**Exercise details**
From first line to last, transcribe the listing exactly and skip any image.

╭──

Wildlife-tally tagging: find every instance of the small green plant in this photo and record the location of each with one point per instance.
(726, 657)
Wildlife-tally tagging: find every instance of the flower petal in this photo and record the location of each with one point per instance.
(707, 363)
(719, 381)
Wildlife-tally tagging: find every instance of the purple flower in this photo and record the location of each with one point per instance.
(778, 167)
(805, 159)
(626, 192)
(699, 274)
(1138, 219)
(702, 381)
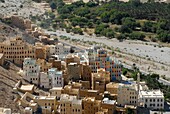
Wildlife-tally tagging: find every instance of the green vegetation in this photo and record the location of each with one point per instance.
(132, 19)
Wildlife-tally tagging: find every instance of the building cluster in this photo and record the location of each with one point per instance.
(15, 50)
(78, 83)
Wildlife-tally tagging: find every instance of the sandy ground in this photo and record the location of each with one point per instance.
(147, 56)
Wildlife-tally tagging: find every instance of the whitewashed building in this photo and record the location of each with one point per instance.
(153, 99)
(61, 49)
(31, 70)
(57, 77)
(70, 104)
(45, 80)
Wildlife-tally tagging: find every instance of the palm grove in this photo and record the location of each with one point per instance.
(132, 20)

╰──

**Task output**
Wildlife-tally tagging: find every instance of the small green plant in this photo and record the location of each with one point per instance.
(726, 657)
Wildlife-tally tagging: find every instance of the flower petal in this photo and record the location of each with one point per instance.
(707, 363)
(719, 381)
Wildlife-tally tagging: find every instance of the purple flower in this photo and record the location of each with one point per instance.
(778, 167)
(805, 159)
(626, 192)
(699, 274)
(1138, 219)
(702, 381)
Wildlife-tally tagging: find every instance of the green vegetation in this photo and record the location of each with one point per instance.
(132, 19)
Wildlife-tally tagging: find every instance of the building cluster in this photo and record the location of each with one point per instance.
(15, 50)
(78, 83)
Wildlife-tally tagging: find every instance of the sandy ground in this photo and record the location of each with one point per instance.
(147, 56)
Wildlife-tally tagging: find every instance of the whitewashed building in this photo and record the location of each with one point per instance.
(153, 99)
(61, 49)
(31, 70)
(57, 77)
(70, 104)
(45, 80)
Wildlife-tally tagging: find every instance of the palm grove in this photo and record the location of each with one point per instance.
(132, 20)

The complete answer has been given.